### Задание a:
Отфильтруйте записи и перепишите каждую строку, в которой встречается слово «crystal».

== Фрагмент документа ==

Сияющее Эльдорадо
Шрифт:
И все же Пэтси Дюрак вернулся в эту ужасную страну и, что еще более удивительно, взял с собой жену и двух детей. Он занял денег на покупку лошадей, фургонов, упряжи, провизии, шести свиней, шести молочных коз, четырнадцати кур-несушек, двенадцати уток и борова. Три месяца они провели в пути, направляясь к Берку. У источника Уир на границе Квинсленда родился еще один сын, Костелло. Пройдя примерно триста миль на северо-запад, они вышли к речушке, протекавшей в тени эвкалиптов и диких апельсинов — идеальное место для диких гусей и уток. Здесь, в Киабара, в районе русла реки Купер в 1868 Дюрак нашел наконец воду, которую все время искал. На берегу реки
Спустя десять лет с того дня, как они вышли к реке, Пэтси и его братья перегнали две тысячи голов скота на дальние рынки и вместе с семьей Костелло арендовали одиннадцать миллионов акров, что составляло почти две трети площади их родной Ирландии. Но и этого им было мало. В пивных западного Квинсленда скотоводы говорили теперь о «Центре» и «Территории», под которой подразумевались районы девственных пастбищ и неисследованных горных цепей с многочисленными реками. Их все еще манил призрак огромного внутреннего моря.
В 1870 г. был открыт порт Палмерстон, который в дальнейшем стал называться Дарвин. Через два года австралийские ковбои соединили Дарвин с Порт-Огаста в Южной Австралии. Они перегоняли стада на север и запад из Квинсленда, а спекулянты землей сдавали в аренду белые пятна на карте.

===
== Предоставленные записи ==

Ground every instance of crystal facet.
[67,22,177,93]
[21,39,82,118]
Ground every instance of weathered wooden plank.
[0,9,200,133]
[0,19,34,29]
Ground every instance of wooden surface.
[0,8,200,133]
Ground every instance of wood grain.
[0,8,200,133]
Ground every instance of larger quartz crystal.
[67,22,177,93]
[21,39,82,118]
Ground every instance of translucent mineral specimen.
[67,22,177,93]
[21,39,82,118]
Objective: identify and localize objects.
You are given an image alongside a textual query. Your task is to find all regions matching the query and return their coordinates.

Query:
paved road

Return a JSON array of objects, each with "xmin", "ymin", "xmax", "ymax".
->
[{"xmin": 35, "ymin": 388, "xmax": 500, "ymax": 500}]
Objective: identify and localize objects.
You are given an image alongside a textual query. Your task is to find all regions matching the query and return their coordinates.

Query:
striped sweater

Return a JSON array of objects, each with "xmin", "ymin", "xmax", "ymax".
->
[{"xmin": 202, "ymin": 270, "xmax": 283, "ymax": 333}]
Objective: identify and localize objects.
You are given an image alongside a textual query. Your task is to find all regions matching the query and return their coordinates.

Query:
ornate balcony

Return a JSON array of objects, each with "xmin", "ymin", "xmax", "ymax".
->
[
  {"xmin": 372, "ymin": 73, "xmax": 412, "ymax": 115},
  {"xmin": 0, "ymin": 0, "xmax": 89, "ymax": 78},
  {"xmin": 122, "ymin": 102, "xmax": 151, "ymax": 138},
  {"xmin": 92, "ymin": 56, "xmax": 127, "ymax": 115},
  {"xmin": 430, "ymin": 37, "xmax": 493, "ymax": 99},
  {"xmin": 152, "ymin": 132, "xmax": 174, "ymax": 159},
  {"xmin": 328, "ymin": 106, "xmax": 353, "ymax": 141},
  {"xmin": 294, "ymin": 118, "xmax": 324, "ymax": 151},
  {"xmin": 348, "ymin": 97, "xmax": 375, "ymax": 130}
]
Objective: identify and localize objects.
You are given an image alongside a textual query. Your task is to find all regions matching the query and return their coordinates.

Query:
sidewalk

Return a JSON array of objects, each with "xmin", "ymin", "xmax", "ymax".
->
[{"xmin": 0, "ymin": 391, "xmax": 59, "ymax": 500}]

===

### Задание b:
Ответьте по отрывку о Пэтси Дюраке на вопросы, каждый на отдельной строке:
(i) Где родился сын Костелло?
(ii) Сколько акров арендовали Пэтси и его братья вместе с семьей Костелло?
(iii) Как в дальнейшем стал называться порт Палмерстон?

### Результат выполнения a:
Ground every instance of crystal facet.
Ground every instance of larger quartz crystal.

### Результат выполнения b:
(i) Костелло родился у источника Уир на границе Квинсленда.
(ii) Они арендовали одиннадцать миллионов акров.
(iii) Порт Палмерстон в дальнейшем стал называться Дарвин.